# Aim of the exercise
Return each line of the records below that contains the string "jeans". The match is case-sensitive.

:: Material for this exercise

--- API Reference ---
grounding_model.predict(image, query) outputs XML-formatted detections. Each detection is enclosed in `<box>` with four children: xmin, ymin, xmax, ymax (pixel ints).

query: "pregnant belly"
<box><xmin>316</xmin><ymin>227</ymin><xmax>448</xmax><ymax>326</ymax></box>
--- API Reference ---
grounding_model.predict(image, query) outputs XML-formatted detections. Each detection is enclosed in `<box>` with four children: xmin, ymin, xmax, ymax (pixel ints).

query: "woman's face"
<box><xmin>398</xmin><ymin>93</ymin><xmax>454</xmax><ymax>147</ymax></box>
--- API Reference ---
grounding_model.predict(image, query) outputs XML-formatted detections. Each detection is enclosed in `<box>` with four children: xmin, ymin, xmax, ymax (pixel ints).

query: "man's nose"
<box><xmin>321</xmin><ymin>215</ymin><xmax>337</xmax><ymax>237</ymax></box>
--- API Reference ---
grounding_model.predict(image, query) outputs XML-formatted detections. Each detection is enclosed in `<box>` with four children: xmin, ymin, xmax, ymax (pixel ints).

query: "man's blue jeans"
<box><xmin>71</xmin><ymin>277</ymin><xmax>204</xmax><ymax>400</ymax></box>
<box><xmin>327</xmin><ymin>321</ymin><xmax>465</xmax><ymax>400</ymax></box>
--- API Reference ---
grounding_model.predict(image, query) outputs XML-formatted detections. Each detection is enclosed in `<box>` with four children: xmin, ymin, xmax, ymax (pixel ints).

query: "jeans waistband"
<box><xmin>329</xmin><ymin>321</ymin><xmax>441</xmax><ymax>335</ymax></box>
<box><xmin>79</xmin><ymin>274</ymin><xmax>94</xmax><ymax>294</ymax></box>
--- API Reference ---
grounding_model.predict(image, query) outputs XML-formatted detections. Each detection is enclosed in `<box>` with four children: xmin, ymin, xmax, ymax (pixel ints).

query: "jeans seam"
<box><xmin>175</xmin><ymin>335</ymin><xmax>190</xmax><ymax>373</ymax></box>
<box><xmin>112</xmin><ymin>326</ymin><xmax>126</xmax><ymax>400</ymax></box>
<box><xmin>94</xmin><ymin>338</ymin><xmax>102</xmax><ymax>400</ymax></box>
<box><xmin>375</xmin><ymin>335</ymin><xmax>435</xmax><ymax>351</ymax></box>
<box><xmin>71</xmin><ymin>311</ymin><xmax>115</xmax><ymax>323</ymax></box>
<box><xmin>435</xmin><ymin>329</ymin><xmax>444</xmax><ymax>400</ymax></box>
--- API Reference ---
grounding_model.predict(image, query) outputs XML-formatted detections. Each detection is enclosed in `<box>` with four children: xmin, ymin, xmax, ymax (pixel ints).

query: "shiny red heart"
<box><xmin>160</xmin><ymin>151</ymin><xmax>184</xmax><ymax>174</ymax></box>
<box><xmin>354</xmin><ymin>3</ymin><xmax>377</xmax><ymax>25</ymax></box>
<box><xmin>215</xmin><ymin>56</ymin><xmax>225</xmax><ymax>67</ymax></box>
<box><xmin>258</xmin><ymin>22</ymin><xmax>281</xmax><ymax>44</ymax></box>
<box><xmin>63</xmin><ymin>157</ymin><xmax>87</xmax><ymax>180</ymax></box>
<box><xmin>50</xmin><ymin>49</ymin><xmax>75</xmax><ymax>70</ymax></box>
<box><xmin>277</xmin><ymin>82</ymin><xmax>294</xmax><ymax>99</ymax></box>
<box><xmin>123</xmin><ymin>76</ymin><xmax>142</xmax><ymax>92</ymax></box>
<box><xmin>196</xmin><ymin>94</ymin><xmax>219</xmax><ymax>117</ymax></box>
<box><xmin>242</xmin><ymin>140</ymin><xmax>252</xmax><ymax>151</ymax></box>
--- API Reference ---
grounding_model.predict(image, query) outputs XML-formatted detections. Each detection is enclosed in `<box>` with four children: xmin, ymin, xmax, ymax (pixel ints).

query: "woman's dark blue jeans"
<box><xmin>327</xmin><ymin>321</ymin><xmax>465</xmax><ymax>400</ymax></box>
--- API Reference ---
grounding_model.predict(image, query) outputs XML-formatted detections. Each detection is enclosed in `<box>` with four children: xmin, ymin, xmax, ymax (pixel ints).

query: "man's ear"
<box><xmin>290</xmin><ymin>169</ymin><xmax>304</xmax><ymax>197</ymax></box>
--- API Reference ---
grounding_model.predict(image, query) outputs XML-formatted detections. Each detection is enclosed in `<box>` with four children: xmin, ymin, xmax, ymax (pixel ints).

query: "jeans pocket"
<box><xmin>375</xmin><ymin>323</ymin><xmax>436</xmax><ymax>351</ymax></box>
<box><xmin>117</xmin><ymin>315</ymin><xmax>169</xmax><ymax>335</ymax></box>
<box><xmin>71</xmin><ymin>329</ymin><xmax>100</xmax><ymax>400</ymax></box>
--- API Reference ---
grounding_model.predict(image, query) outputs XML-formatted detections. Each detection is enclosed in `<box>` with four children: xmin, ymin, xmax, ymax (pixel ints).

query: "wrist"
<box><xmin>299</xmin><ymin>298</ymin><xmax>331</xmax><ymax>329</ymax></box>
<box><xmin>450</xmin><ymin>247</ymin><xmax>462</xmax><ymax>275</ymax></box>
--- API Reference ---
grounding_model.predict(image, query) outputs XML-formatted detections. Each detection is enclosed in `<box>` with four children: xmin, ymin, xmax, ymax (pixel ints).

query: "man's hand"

::::

# Result below
query: "man's blue jeans"
query: "jeans waistband"
query: "jeans seam"
query: "woman's dark blue jeans"
query: "jeans pocket"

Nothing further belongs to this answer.